EXERCISE REQUIREMENTS: List the rewards that the passage below says nurses gained by becoming registered.

PASSAGE:
There can be no comparison made between the hours and conditions endured by nurses in the early part of this century and those existing from the 1970s onwards as this history shows.

Liberation from the designated women’s place in society was a major reason for exchanging the home role for four years of virtual slavery in hospital wards and the nunnery type restrictions of nurses’ homes.

There was little time and not much inclination for trained and training nurses to become involved in a deep analysis of the nursing condition. They knew they were exploited but accepted it as a precondition to professional status. The reward for becoming a registered nurse was a specialised education and an acknowledgement of their special skills in a society where women were relegated to an auxiliary role of helpers not leaders. Most of all they could choose to work or marry. The nursing certificate was a kind of life insurance.

Dataset entries
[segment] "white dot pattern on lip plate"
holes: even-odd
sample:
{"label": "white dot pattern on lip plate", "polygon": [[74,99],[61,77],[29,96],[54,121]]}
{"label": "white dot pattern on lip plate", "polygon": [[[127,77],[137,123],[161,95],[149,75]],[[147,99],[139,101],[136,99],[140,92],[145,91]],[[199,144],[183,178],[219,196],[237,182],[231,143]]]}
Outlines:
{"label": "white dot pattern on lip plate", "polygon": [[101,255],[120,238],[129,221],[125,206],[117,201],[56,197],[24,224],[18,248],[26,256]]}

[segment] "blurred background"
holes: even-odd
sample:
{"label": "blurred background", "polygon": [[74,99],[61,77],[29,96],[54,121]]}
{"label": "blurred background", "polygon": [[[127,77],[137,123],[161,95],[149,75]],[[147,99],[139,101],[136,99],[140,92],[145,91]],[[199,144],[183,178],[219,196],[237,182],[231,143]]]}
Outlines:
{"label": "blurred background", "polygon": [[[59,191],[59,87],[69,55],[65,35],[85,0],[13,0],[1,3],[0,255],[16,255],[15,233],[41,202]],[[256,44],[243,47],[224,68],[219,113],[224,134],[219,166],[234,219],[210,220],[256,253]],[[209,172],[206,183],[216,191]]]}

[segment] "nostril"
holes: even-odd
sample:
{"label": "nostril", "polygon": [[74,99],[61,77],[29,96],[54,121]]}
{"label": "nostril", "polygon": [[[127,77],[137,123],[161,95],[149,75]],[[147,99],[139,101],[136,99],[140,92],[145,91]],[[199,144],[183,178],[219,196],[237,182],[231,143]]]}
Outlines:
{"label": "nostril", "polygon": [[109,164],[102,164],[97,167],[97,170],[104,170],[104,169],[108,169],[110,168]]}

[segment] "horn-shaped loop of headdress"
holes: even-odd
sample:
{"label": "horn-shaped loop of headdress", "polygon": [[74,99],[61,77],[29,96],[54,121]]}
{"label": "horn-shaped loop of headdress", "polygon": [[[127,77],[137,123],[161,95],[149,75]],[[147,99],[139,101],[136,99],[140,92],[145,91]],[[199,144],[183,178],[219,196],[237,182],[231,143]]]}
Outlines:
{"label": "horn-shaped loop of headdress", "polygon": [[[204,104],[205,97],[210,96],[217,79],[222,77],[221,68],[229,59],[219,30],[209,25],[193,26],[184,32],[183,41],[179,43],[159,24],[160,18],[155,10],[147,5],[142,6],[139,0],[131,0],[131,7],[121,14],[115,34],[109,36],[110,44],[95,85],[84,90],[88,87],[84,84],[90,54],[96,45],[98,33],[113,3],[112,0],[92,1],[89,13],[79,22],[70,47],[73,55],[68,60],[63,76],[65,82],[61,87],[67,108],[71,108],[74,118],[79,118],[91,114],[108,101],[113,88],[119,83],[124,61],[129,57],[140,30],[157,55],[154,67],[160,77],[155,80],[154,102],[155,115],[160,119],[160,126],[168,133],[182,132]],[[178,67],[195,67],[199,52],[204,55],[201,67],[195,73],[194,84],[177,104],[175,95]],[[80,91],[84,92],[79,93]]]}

YOUR SOLUTION:
- "a specialised education"
- "an acknowledgement of their special skills"
- the choice to work or marry